● Exercise aim: Could you reproduce all of the data below, substituting "draws the boundary" for every occurrence of "traces the outline" and changing nothing else? Leave the pictures out of your answer.

● Materials provided:
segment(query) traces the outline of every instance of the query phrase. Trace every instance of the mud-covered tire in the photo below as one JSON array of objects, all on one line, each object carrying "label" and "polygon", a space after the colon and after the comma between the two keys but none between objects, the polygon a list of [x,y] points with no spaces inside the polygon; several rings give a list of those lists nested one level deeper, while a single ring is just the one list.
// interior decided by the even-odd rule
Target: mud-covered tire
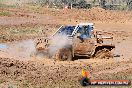
[{"label": "mud-covered tire", "polygon": [[113,55],[109,49],[104,48],[104,49],[97,51],[94,57],[98,59],[109,59],[113,57]]},{"label": "mud-covered tire", "polygon": [[72,52],[67,48],[59,49],[56,52],[54,59],[58,61],[72,61]]}]

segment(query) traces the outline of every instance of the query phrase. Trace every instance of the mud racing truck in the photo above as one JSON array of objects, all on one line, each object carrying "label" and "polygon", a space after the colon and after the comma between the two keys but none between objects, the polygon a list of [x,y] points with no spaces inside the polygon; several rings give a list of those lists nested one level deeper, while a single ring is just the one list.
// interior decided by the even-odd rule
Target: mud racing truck
[{"label": "mud racing truck", "polygon": [[111,57],[113,37],[103,36],[93,27],[93,23],[61,26],[52,36],[37,39],[35,55],[41,52],[60,61],[71,61],[76,56]]}]

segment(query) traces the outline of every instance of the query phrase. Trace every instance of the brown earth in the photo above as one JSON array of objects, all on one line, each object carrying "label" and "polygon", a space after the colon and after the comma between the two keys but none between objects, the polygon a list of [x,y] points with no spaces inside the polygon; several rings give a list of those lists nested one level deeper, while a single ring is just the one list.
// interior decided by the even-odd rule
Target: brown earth
[{"label": "brown earth", "polygon": [[[0,49],[1,88],[78,88],[82,69],[90,72],[91,79],[132,80],[131,12],[24,7],[1,11],[11,13],[9,17],[0,16],[0,42],[6,45],[6,49]],[[50,35],[62,24],[80,22],[94,22],[97,30],[112,34],[114,58],[71,62],[30,58],[35,50],[33,39],[43,36],[42,30],[48,29]]]}]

● Solution to this problem:
segment(query) draws the boundary of every instance of the query phrase. Trace every instance of the mud-covered tire in the photo below as one JSON array of objects, all on one line, each object carrying "label" and "polygon", a space after the colon and after the comma between the two keys but none between objects, the polygon a list of [x,y] points with no spaces inside the polygon; several rings give a list of those lists nested one level deeper, while a single ring is just the one list.
// interior decided by the even-odd rule
Target: mud-covered tire
[{"label": "mud-covered tire", "polygon": [[113,55],[109,49],[104,48],[104,49],[97,51],[94,57],[98,59],[109,59],[113,57]]},{"label": "mud-covered tire", "polygon": [[72,52],[67,48],[59,49],[56,52],[54,59],[58,61],[72,61]]}]

segment(query) draws the boundary of every instance of the query phrase. Trace every instance of the mud racing truck in the photo above as one JSON array of objects, all on one line, each object carrying "label" and "polygon", a space after the colon and after the comma between the two keys but none between objects, the polygon a list of [x,y] points with no spaces inside the polygon; several rings give a list of those lists nested one level deeper, while a single ring is just the one list.
// interior decided by the even-odd rule
Target: mud racing truck
[{"label": "mud racing truck", "polygon": [[111,57],[113,37],[103,36],[93,27],[93,23],[61,26],[52,36],[37,39],[35,55],[41,52],[60,61],[71,61],[76,56]]}]

segment(query) draws the boundary of every instance of the query phrase. Trace every instance of the brown earth in the photo above as one JSON array of objects, all on one line, each object carrying "label" and "polygon", a space after the colon and after the comma between the two keys but none between objects, the polygon a list of [x,y] points with no spaces inside the polygon; several rings give a list of those lists nested one level deeper, while a single ring is just the one list.
// interior decided by the even-odd rule
Target: brown earth
[{"label": "brown earth", "polygon": [[[0,49],[1,88],[78,88],[82,69],[90,72],[91,79],[132,80],[131,12],[24,7],[1,11],[11,13],[9,17],[0,16],[0,42],[6,45],[6,49]],[[50,35],[62,24],[80,22],[94,22],[97,30],[112,34],[114,58],[71,62],[30,58],[35,50],[33,39],[43,36],[42,30],[48,29]]]}]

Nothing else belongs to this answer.